> _WHAT YOU NEED TO DO_
Reproduce the records word for word, starting at the line that contains "Where can the expressway" and running through the final line of the records.

> _EXERCISE INPUT_
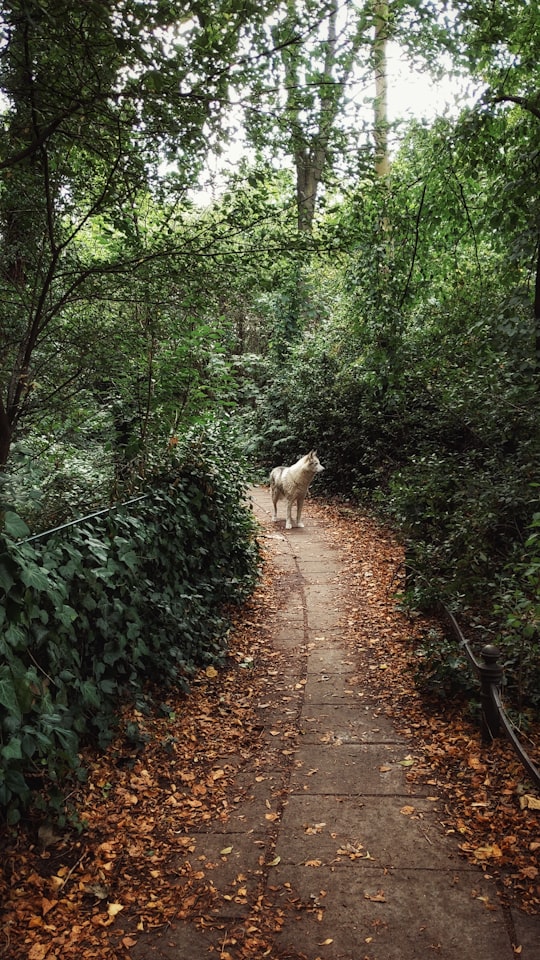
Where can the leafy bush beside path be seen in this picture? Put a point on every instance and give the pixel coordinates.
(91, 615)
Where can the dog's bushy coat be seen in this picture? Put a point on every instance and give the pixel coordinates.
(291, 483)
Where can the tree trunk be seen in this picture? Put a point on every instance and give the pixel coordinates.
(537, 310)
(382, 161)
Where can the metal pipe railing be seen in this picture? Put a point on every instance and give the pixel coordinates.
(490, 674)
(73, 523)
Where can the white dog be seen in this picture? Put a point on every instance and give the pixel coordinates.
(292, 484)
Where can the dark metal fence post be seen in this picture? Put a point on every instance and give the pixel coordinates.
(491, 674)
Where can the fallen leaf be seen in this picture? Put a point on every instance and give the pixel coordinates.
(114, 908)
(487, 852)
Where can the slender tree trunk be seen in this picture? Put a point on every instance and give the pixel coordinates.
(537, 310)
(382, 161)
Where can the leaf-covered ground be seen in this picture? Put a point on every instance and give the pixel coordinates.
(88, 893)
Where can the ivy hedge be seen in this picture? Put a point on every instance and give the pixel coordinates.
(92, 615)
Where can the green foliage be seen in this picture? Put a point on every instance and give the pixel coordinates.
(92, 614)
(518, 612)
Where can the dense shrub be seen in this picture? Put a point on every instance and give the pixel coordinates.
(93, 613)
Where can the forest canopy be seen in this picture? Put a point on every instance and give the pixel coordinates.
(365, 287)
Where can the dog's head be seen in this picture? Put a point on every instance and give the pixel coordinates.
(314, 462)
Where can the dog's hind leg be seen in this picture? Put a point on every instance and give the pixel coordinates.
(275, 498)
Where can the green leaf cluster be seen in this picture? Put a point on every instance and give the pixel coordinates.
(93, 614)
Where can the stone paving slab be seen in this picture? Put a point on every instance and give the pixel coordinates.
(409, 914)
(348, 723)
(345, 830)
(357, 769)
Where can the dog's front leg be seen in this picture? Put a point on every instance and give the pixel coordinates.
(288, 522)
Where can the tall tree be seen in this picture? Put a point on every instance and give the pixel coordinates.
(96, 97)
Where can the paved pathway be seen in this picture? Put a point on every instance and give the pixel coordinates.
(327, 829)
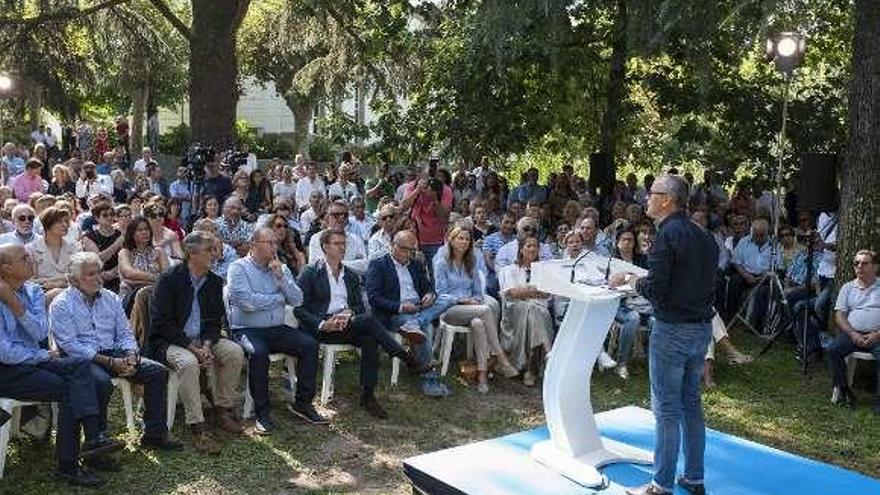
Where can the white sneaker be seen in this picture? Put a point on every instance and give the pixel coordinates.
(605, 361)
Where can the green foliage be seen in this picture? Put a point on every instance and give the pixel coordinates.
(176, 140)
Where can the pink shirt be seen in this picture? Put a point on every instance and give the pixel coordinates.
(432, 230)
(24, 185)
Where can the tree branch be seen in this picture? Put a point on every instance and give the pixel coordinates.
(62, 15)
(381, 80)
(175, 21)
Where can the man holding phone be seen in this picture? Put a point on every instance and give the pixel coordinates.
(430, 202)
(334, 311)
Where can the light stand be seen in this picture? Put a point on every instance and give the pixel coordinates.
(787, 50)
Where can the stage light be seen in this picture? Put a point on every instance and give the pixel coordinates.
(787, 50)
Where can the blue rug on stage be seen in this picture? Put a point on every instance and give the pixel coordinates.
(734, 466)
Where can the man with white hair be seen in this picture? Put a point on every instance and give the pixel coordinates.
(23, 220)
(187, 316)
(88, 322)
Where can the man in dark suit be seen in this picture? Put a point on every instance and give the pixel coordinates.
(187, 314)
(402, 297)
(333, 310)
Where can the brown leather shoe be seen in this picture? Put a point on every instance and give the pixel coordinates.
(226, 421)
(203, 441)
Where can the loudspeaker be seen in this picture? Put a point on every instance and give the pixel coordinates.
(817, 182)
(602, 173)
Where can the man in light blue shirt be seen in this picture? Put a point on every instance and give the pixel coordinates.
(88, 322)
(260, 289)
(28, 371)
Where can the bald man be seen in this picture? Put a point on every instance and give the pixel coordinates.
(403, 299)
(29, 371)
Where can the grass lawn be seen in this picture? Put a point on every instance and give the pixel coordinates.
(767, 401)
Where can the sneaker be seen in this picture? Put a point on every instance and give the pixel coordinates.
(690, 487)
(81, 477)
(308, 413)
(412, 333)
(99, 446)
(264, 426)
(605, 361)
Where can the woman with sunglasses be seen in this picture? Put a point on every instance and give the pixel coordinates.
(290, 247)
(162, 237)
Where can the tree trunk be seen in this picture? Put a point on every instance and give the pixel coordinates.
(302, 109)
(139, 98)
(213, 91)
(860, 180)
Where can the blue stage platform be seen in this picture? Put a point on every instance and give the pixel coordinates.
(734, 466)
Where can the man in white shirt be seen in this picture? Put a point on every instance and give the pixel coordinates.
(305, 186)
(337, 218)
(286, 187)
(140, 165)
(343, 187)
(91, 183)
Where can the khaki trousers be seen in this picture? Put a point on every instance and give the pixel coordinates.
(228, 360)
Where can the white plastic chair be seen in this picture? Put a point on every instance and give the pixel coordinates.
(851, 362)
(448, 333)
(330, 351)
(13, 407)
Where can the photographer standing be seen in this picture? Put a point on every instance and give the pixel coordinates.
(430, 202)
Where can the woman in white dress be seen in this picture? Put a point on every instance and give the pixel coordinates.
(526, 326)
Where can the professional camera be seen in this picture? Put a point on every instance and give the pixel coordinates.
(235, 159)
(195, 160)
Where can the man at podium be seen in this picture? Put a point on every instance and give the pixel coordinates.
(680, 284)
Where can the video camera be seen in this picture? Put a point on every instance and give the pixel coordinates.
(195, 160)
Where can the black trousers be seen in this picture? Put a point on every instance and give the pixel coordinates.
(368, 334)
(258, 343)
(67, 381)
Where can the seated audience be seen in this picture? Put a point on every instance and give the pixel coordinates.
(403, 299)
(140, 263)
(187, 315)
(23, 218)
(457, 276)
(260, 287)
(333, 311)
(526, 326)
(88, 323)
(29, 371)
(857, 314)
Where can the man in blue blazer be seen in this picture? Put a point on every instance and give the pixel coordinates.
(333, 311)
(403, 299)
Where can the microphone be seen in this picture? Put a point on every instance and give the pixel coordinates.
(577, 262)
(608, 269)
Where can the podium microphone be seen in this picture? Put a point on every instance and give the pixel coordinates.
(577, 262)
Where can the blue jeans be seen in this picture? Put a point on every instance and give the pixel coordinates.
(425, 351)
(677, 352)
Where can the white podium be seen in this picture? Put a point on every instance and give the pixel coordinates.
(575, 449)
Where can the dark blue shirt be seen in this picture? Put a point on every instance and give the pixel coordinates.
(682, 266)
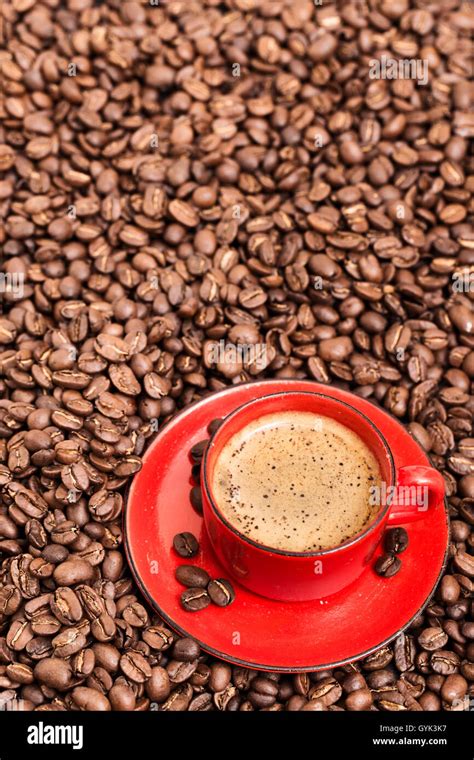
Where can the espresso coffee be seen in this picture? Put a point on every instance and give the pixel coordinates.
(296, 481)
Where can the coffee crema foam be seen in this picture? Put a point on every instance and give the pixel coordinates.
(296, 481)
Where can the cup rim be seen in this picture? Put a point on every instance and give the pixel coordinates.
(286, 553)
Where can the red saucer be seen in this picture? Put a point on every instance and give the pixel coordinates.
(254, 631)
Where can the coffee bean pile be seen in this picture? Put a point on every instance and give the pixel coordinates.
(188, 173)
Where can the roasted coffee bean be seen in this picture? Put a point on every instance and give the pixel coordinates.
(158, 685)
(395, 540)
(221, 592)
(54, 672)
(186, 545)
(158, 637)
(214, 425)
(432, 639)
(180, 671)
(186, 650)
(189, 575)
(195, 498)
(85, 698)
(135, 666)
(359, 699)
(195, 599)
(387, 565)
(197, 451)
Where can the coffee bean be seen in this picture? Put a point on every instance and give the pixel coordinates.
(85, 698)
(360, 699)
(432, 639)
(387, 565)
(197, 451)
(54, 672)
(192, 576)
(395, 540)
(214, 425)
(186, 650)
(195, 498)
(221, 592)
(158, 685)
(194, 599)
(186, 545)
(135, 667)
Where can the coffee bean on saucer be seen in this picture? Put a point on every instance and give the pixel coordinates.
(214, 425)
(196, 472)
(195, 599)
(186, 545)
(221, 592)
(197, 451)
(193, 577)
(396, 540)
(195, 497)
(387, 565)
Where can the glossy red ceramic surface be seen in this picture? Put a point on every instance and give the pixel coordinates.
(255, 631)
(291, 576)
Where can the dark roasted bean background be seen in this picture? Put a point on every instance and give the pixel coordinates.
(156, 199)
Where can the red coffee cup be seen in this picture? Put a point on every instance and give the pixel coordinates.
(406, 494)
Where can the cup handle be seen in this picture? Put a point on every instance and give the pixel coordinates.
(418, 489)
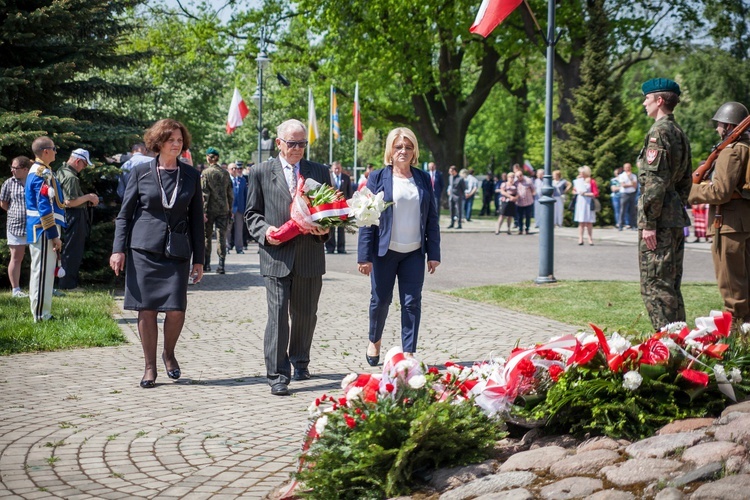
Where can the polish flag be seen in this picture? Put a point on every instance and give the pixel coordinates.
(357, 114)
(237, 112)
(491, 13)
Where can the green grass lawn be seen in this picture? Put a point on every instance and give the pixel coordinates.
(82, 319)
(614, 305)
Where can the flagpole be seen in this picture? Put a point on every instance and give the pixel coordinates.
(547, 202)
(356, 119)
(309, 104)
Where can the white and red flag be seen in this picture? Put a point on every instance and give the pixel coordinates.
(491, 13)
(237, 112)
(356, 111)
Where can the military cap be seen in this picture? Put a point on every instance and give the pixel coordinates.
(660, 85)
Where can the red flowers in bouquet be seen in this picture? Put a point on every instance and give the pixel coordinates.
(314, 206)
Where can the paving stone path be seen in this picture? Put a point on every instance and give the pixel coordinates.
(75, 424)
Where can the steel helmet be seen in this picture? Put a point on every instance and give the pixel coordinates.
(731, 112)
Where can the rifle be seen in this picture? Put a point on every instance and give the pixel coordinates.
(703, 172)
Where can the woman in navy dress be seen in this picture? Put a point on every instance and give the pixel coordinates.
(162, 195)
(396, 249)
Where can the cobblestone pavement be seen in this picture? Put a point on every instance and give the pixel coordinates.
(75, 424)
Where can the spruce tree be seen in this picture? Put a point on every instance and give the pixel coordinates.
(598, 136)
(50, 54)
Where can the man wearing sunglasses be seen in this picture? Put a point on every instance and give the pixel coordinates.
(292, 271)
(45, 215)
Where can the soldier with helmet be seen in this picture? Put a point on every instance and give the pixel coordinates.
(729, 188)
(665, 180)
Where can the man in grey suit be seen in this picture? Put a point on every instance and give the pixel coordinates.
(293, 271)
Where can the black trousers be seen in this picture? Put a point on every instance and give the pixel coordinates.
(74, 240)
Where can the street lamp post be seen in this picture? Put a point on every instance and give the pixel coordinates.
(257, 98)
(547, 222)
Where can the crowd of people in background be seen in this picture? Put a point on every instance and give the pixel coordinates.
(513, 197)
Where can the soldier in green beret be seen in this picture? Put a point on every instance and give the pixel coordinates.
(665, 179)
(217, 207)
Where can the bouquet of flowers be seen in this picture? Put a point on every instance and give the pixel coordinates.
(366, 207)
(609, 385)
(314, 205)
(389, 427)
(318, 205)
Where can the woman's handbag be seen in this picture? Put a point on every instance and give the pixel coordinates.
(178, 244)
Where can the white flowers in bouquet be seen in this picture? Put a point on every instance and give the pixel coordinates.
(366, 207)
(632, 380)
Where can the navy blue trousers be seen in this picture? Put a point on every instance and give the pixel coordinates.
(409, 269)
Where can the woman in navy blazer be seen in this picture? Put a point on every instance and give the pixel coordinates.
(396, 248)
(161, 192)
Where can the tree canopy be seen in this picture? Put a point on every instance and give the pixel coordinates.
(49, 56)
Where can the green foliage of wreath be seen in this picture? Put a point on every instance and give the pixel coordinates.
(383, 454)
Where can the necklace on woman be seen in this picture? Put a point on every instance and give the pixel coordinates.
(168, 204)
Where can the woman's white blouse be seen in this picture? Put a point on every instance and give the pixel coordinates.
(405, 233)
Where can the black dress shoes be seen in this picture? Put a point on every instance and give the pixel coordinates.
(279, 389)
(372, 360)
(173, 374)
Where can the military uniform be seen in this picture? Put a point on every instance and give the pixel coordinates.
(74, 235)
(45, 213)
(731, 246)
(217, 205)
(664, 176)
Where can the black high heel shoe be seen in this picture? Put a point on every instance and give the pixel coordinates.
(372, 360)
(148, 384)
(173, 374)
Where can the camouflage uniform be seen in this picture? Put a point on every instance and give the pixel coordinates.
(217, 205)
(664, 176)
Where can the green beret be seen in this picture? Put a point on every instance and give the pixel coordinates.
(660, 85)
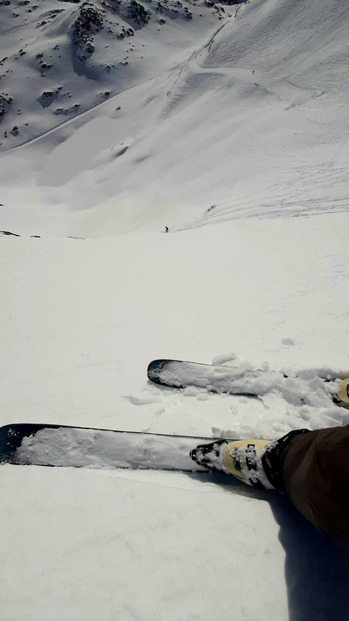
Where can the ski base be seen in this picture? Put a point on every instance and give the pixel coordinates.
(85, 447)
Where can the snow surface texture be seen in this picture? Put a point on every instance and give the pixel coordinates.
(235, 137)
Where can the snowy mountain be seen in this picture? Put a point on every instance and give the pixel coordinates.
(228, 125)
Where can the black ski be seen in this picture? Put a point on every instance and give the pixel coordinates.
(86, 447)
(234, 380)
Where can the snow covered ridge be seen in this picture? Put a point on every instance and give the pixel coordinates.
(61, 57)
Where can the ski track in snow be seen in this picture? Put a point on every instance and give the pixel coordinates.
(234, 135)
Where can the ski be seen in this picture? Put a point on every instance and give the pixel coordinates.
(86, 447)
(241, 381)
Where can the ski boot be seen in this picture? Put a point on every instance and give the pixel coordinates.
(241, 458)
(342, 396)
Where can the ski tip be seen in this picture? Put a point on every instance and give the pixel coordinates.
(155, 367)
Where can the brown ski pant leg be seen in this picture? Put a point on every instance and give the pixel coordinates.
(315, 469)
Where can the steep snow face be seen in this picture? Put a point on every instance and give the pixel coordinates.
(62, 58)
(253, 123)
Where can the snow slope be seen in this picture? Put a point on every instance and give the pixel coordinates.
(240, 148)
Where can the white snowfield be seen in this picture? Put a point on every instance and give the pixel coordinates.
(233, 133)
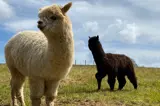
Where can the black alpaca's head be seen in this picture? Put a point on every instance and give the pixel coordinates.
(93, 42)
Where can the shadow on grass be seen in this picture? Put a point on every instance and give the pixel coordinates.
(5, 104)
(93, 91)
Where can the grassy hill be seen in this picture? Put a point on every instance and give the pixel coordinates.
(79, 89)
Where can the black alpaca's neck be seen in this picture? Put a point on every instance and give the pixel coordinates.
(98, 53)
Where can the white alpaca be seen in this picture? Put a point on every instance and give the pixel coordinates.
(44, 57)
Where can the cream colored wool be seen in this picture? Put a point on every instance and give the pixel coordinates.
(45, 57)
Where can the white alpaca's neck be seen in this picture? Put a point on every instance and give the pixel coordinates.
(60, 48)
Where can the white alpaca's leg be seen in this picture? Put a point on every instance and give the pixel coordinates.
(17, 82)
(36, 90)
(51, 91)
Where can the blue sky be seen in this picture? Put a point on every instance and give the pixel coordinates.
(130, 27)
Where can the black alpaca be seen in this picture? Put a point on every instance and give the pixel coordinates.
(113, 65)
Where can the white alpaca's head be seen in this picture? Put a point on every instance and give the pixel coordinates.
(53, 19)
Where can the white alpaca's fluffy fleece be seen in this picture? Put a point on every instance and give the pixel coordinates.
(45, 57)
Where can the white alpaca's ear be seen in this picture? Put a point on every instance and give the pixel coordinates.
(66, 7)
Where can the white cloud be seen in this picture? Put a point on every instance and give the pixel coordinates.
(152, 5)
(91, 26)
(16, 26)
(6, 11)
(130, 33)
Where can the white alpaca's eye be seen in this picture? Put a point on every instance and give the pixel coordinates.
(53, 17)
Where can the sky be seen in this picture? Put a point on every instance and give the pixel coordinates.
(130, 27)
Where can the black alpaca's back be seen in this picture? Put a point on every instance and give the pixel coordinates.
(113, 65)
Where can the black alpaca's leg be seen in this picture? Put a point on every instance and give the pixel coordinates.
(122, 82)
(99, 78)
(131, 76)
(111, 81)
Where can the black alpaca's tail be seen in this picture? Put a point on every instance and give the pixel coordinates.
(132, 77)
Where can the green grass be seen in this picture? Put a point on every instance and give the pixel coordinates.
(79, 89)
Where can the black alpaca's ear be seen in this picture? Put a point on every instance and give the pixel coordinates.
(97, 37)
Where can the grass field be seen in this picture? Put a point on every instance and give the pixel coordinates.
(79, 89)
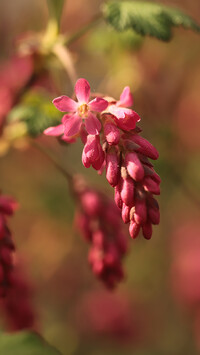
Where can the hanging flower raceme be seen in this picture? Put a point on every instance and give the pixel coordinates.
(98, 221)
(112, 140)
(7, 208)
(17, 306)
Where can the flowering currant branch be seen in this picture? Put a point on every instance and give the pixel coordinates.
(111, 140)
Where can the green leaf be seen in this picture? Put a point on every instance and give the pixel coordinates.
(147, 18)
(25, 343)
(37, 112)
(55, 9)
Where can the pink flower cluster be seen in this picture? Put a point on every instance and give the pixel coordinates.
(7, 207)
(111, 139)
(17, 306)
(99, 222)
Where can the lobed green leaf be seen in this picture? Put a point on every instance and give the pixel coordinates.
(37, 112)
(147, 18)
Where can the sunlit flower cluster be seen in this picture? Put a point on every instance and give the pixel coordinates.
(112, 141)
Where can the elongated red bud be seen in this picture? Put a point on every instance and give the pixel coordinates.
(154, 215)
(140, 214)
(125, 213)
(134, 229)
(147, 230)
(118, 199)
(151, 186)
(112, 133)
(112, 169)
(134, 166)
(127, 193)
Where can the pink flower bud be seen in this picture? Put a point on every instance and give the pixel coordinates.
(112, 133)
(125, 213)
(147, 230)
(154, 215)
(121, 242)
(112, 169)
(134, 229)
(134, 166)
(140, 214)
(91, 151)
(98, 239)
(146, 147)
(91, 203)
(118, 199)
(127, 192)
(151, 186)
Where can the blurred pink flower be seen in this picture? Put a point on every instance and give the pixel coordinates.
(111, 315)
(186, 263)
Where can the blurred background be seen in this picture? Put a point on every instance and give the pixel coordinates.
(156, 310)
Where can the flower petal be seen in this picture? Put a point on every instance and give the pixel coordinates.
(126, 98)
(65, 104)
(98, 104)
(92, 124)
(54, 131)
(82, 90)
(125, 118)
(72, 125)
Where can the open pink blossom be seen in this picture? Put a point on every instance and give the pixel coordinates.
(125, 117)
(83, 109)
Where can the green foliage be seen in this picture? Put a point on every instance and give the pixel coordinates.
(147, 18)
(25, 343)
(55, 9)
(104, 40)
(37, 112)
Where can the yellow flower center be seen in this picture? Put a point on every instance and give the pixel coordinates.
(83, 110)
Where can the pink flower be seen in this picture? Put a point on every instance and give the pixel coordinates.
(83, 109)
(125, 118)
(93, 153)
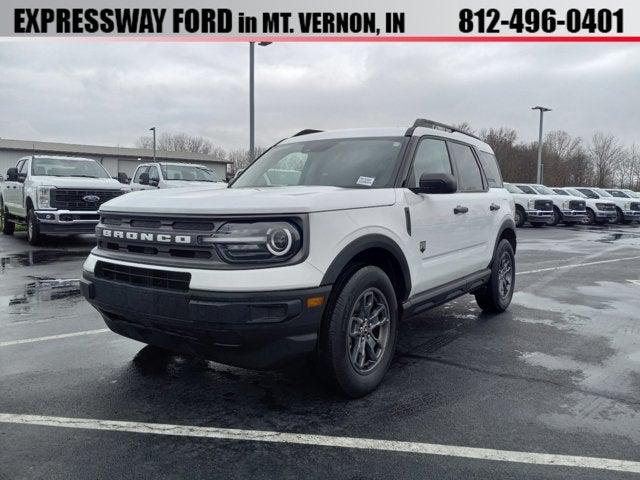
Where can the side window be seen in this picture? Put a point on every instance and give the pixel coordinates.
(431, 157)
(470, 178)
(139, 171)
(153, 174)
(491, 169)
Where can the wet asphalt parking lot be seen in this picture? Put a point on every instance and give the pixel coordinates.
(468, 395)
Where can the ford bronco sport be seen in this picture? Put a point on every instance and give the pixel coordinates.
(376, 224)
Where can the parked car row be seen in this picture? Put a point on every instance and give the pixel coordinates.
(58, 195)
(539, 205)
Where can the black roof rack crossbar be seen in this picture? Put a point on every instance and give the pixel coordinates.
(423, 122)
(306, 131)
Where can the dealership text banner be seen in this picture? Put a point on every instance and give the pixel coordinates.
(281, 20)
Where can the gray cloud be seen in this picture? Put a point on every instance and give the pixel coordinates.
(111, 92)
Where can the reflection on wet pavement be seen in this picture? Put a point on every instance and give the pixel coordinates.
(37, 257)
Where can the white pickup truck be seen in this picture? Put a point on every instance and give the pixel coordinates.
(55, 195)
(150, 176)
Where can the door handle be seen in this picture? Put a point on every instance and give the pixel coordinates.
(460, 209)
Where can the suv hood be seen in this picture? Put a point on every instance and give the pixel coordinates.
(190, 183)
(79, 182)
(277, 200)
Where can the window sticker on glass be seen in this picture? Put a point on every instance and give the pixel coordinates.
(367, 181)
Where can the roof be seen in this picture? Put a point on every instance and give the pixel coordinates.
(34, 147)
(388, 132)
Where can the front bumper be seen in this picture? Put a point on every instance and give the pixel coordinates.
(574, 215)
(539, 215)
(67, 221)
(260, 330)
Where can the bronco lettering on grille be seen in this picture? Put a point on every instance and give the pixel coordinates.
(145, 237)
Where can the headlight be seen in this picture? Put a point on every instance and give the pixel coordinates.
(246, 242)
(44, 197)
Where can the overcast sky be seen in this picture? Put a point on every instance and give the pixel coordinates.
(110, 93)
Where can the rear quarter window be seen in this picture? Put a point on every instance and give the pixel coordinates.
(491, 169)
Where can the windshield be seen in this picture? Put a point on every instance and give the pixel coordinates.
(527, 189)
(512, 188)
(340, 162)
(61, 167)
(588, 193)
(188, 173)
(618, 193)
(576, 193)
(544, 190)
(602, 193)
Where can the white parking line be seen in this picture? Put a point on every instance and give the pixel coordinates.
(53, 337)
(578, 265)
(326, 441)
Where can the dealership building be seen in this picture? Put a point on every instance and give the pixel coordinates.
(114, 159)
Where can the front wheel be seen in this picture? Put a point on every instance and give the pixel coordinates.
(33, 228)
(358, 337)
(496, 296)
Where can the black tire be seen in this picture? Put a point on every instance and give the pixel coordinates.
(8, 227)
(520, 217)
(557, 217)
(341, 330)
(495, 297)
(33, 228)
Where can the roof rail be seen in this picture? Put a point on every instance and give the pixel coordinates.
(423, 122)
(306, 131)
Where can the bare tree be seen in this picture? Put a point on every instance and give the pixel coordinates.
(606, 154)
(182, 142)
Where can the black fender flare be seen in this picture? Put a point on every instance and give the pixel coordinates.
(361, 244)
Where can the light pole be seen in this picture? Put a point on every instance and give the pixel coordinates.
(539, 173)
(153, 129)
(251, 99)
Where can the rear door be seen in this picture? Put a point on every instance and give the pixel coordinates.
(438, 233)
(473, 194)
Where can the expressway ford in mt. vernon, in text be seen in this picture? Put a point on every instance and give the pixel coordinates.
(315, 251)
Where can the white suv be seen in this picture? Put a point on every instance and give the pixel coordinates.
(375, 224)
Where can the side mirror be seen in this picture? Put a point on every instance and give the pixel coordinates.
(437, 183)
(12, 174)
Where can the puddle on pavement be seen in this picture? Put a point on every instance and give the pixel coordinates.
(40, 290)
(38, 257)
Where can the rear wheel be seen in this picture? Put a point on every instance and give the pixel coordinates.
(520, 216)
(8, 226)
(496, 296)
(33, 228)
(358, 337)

> _RESULT FOR THIS EXERCISE_
Where can the expressway ford in mt. vernon, in text be seen in this picture? Put a point on every instance and give the pixel coordinates.
(315, 251)
Where can the white suv be seen in this picture? Put a point on every instance and give the pixel coordinates.
(375, 224)
Where can the side mirror be seen in this picture? Put a point on every instance and give the pixel coordinates.
(437, 183)
(12, 174)
Where can the puddle on pavement be seen in this picture? Put a point on every instance and give the pixel coordinates.
(40, 290)
(38, 257)
Where can the rear wheel be seen in this picture? Put a point on every instance and give the pixel coordinates.
(520, 216)
(8, 226)
(496, 296)
(33, 228)
(358, 337)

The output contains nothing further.